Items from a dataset

-- start --

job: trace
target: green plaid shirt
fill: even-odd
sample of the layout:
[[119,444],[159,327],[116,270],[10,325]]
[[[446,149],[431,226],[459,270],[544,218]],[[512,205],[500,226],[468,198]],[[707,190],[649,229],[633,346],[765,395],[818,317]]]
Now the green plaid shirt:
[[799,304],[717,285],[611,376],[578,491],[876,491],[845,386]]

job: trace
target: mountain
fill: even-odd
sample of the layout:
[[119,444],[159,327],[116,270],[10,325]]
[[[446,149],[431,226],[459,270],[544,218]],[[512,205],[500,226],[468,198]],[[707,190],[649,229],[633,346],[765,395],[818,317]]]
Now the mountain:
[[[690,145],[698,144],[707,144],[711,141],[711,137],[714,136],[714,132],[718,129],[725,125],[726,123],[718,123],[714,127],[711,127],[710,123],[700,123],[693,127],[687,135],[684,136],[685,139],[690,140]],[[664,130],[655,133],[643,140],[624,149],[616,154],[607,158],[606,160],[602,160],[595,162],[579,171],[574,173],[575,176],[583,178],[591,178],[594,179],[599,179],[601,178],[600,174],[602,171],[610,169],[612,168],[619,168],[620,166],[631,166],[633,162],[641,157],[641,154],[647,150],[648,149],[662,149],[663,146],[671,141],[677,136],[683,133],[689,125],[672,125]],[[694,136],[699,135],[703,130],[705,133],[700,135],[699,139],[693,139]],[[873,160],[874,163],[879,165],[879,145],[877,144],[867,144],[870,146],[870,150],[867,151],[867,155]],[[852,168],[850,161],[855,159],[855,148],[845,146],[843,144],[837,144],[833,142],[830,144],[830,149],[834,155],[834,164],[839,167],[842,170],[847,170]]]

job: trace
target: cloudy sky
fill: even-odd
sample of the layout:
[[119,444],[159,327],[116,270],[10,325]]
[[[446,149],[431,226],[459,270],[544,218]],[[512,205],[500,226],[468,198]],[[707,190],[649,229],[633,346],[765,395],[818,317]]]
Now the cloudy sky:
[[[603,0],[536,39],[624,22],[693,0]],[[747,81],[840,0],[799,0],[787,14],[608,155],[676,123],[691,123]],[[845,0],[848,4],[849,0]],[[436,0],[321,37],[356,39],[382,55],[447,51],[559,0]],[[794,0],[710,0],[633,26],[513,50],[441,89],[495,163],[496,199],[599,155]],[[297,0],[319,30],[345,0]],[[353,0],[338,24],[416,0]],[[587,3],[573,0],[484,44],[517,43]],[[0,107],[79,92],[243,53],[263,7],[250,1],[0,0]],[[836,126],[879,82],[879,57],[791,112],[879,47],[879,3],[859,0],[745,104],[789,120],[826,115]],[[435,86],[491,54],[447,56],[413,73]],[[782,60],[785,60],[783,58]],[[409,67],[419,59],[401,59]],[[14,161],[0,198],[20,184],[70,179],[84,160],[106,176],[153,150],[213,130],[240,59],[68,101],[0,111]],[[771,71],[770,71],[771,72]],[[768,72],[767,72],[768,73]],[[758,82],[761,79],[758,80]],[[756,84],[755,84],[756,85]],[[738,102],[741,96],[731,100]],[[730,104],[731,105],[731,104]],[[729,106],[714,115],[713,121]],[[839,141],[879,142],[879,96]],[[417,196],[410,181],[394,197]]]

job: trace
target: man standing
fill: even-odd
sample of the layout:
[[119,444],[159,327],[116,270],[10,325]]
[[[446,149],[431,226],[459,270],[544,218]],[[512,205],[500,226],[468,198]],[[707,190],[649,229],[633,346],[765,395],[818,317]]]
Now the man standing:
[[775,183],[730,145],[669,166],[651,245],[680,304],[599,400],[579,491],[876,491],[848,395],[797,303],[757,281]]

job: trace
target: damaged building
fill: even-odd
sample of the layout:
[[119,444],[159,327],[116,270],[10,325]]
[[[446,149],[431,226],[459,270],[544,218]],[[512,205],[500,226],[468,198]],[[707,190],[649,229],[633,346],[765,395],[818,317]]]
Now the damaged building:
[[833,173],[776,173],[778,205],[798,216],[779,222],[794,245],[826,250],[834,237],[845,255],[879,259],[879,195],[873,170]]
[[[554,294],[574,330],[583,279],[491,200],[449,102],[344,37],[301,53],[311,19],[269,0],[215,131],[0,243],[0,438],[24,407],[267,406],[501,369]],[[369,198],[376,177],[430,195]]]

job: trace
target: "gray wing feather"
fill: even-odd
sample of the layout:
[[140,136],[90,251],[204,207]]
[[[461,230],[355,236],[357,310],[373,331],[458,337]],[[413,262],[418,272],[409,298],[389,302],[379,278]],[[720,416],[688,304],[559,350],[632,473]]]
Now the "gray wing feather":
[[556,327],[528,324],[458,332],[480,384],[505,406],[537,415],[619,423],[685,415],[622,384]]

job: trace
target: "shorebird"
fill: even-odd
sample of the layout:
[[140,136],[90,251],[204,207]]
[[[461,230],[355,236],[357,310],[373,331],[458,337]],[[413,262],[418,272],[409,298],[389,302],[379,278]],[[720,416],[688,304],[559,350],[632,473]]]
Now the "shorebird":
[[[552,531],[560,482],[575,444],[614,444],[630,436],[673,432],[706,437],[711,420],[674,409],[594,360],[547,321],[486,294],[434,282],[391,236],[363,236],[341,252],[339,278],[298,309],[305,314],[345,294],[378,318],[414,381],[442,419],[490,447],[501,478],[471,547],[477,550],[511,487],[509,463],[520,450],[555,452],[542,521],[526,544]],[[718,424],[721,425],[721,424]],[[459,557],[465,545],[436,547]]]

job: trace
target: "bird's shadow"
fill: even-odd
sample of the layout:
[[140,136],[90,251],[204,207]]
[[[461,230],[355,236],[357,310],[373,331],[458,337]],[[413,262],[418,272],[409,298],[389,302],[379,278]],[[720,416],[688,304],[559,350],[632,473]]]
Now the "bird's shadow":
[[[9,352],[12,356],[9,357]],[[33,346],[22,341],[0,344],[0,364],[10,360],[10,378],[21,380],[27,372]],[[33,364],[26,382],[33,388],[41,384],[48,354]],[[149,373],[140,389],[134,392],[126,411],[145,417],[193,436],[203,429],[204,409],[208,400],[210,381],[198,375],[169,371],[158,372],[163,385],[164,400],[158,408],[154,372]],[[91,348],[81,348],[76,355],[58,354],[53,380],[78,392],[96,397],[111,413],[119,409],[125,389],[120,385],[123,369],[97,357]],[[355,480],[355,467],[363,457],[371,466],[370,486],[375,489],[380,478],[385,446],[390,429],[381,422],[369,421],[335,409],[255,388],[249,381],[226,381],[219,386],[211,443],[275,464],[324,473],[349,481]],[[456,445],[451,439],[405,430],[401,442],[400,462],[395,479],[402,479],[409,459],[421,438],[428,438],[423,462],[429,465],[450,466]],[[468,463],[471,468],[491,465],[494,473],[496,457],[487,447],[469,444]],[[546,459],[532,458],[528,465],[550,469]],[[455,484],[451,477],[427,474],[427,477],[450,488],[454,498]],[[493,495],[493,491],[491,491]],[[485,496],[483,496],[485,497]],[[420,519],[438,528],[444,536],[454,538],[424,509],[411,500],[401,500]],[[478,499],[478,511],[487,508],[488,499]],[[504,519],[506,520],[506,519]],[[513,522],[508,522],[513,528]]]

-- end --

◆ **PROBLEM STATEMENT**
Copy out the lines from the first one through the line with "[[799,304],[717,285],[611,376],[578,491],[876,491],[845,386]]", and decrease every point coordinate in the answer outlines by 136.

◆ **OUTPUT BELOW**
job: trace
target: green plaid shirt
fill: even-odd
sample of the layout:
[[119,444],[159,327],[116,270],[10,325]]
[[[446,149],[431,226],[459,270],[544,218]],[[512,205],[500,226],[468,198]],[[707,190],[649,229],[633,346],[765,395],[818,317]]]
Now the green plaid shirt:
[[663,168],[581,149],[475,240],[442,355],[740,355],[709,250]]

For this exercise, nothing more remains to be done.